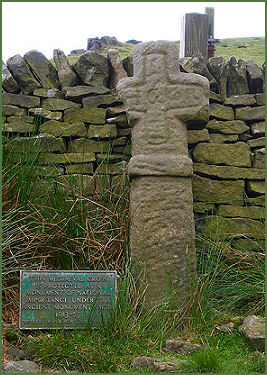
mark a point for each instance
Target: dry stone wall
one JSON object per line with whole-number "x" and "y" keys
{"x": 73, "y": 117}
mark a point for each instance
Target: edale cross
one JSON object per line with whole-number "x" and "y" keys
{"x": 161, "y": 104}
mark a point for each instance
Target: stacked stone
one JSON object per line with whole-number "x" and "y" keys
{"x": 228, "y": 182}
{"x": 69, "y": 115}
{"x": 80, "y": 127}
{"x": 229, "y": 154}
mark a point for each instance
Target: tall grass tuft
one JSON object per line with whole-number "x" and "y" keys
{"x": 47, "y": 225}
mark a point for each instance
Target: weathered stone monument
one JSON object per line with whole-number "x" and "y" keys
{"x": 161, "y": 103}
{"x": 66, "y": 299}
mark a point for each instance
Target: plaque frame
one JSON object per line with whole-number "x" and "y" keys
{"x": 62, "y": 272}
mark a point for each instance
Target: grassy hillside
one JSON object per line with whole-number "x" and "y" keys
{"x": 242, "y": 48}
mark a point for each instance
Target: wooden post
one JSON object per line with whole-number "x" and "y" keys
{"x": 211, "y": 47}
{"x": 194, "y": 35}
{"x": 160, "y": 101}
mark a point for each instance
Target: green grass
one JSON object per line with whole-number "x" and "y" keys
{"x": 46, "y": 228}
{"x": 255, "y": 49}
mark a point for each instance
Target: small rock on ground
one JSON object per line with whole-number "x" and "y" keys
{"x": 157, "y": 365}
{"x": 227, "y": 328}
{"x": 169, "y": 366}
{"x": 253, "y": 328}
{"x": 21, "y": 366}
{"x": 181, "y": 347}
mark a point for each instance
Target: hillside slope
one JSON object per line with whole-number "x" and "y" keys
{"x": 252, "y": 48}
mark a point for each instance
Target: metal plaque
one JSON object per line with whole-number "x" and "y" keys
{"x": 66, "y": 299}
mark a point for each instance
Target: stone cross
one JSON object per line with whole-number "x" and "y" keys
{"x": 194, "y": 35}
{"x": 160, "y": 100}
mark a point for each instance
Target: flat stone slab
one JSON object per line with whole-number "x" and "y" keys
{"x": 25, "y": 101}
{"x": 21, "y": 366}
{"x": 63, "y": 129}
{"x": 66, "y": 299}
{"x": 230, "y": 228}
{"x": 223, "y": 138}
{"x": 181, "y": 347}
{"x": 225, "y": 172}
{"x": 227, "y": 127}
{"x": 53, "y": 104}
{"x": 212, "y": 191}
{"x": 11, "y": 110}
{"x": 69, "y": 158}
{"x": 250, "y": 113}
{"x": 253, "y": 328}
{"x": 240, "y": 100}
{"x": 76, "y": 93}
{"x": 221, "y": 112}
{"x": 88, "y": 115}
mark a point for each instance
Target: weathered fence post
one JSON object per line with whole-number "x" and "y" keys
{"x": 194, "y": 35}
{"x": 160, "y": 100}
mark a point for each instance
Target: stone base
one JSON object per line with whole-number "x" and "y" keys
{"x": 162, "y": 236}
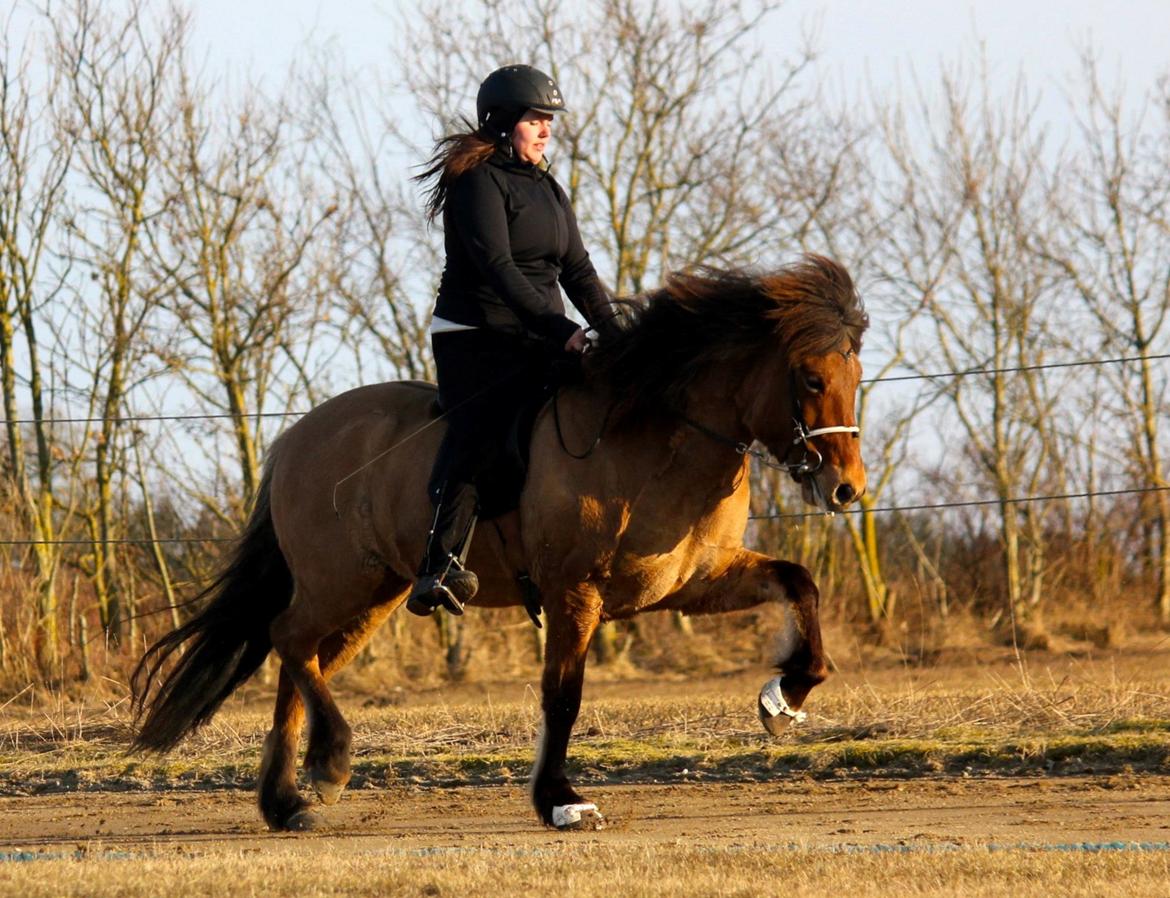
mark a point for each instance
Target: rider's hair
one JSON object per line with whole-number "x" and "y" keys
{"x": 454, "y": 156}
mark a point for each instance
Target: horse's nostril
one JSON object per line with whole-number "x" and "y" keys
{"x": 844, "y": 494}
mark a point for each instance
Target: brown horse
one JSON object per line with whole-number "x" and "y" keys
{"x": 651, "y": 517}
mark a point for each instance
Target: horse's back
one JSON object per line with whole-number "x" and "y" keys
{"x": 349, "y": 483}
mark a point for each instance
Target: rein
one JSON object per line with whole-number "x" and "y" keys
{"x": 561, "y": 436}
{"x": 802, "y": 435}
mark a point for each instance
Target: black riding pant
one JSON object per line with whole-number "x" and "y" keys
{"x": 487, "y": 380}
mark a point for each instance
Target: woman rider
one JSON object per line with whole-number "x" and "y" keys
{"x": 499, "y": 323}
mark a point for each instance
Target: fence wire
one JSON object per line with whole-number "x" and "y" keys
{"x": 780, "y": 516}
{"x": 783, "y": 516}
{"x": 889, "y": 379}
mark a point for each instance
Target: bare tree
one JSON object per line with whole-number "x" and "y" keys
{"x": 34, "y": 165}
{"x": 114, "y": 77}
{"x": 1114, "y": 253}
{"x": 234, "y": 233}
{"x": 377, "y": 281}
{"x": 972, "y": 192}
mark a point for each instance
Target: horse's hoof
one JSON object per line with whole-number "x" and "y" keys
{"x": 304, "y": 821}
{"x": 328, "y": 793}
{"x": 584, "y": 816}
{"x": 775, "y": 712}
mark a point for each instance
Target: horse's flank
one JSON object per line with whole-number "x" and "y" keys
{"x": 654, "y": 517}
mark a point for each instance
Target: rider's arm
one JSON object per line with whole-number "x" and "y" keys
{"x": 582, "y": 283}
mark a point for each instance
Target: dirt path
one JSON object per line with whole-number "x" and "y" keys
{"x": 944, "y": 812}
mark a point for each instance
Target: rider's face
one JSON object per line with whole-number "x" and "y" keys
{"x": 531, "y": 136}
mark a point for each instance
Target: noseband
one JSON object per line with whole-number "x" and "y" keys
{"x": 800, "y": 436}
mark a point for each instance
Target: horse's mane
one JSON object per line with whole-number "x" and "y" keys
{"x": 710, "y": 316}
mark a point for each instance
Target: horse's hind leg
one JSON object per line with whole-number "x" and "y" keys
{"x": 280, "y": 799}
{"x": 571, "y": 626}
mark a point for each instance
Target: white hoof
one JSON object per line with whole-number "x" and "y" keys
{"x": 577, "y": 816}
{"x": 775, "y": 712}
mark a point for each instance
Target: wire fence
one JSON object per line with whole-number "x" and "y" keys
{"x": 779, "y": 516}
{"x": 297, "y": 413}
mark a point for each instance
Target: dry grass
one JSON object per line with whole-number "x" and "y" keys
{"x": 1062, "y": 715}
{"x": 591, "y": 869}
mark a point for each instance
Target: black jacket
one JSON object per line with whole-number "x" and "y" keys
{"x": 510, "y": 235}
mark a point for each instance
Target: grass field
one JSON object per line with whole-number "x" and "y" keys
{"x": 1100, "y": 718}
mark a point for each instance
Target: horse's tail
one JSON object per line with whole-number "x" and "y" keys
{"x": 226, "y": 641}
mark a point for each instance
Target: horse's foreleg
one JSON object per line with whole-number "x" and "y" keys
{"x": 571, "y": 626}
{"x": 754, "y": 579}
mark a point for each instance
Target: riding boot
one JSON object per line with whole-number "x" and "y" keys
{"x": 442, "y": 579}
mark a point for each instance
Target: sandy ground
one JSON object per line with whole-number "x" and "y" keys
{"x": 926, "y": 814}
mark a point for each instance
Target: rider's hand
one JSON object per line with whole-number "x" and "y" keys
{"x": 578, "y": 342}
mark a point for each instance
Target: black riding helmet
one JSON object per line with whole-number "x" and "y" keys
{"x": 508, "y": 92}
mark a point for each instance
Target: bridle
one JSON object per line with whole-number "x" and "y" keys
{"x": 802, "y": 436}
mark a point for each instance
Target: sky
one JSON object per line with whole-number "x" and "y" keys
{"x": 862, "y": 43}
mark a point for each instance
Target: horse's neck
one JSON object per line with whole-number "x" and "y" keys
{"x": 693, "y": 448}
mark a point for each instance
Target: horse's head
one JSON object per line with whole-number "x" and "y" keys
{"x": 799, "y": 398}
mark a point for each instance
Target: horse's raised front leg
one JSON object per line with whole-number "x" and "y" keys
{"x": 571, "y": 626}
{"x": 328, "y": 758}
{"x": 752, "y": 579}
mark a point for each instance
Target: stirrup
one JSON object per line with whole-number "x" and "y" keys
{"x": 449, "y": 589}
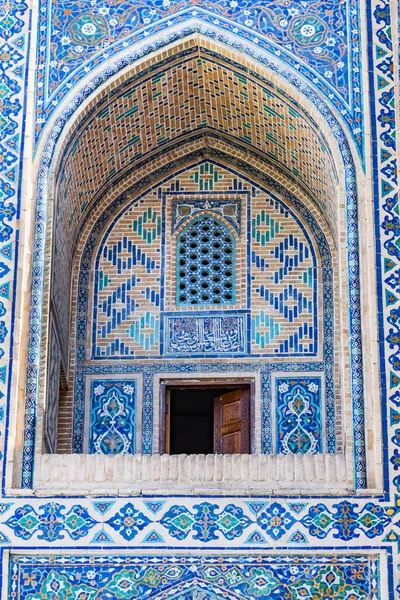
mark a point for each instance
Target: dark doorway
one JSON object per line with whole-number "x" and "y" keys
{"x": 207, "y": 419}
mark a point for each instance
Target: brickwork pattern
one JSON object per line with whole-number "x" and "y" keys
{"x": 112, "y": 139}
{"x": 126, "y": 305}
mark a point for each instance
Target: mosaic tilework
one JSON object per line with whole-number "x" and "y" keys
{"x": 205, "y": 268}
{"x": 195, "y": 577}
{"x": 199, "y": 335}
{"x": 112, "y": 416}
{"x": 319, "y": 40}
{"x": 198, "y": 522}
{"x": 184, "y": 210}
{"x": 14, "y": 53}
{"x": 112, "y": 139}
{"x": 127, "y": 284}
{"x": 387, "y": 190}
{"x": 284, "y": 297}
{"x": 298, "y": 408}
{"x": 187, "y": 181}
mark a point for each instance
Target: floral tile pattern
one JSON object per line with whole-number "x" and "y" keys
{"x": 320, "y": 41}
{"x": 196, "y": 577}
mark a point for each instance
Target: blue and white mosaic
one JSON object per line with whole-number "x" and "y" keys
{"x": 112, "y": 415}
{"x": 298, "y": 415}
{"x": 322, "y": 43}
{"x": 199, "y": 577}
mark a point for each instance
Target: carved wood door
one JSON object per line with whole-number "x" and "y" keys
{"x": 232, "y": 422}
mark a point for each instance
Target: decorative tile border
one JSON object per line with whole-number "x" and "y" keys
{"x": 327, "y": 55}
{"x": 197, "y": 576}
{"x": 384, "y": 535}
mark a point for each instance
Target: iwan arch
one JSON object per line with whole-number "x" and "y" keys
{"x": 266, "y": 314}
{"x": 197, "y": 108}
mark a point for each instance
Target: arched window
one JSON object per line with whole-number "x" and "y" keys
{"x": 205, "y": 263}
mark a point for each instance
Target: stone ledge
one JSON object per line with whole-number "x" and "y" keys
{"x": 132, "y": 474}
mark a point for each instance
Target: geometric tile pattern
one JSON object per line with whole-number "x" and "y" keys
{"x": 195, "y": 577}
{"x": 205, "y": 263}
{"x": 284, "y": 296}
{"x": 112, "y": 140}
{"x": 319, "y": 40}
{"x": 129, "y": 287}
{"x": 371, "y": 523}
{"x": 112, "y": 417}
{"x": 201, "y": 522}
{"x": 127, "y": 284}
{"x": 299, "y": 415}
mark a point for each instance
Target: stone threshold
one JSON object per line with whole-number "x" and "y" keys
{"x": 97, "y": 474}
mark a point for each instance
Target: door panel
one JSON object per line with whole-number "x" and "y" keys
{"x": 231, "y": 422}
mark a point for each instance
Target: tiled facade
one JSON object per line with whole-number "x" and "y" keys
{"x": 138, "y": 123}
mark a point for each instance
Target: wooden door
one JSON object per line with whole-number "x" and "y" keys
{"x": 232, "y": 422}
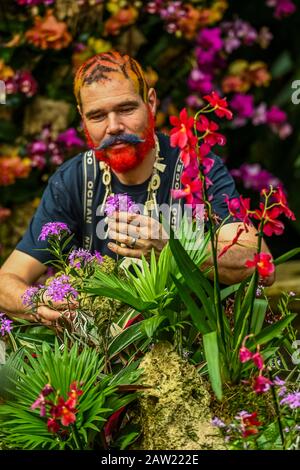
------------------------------
Work required
Pull out every line of the listing above that contains the string "stone", matching case exactly.

Task answer
Target: dry stone wall
Target: stacked stone
Target: weathered stone monument
Target: stone cross
Target: flat stone slab
Target: stone base
Target: stone ledge
Target: stone threshold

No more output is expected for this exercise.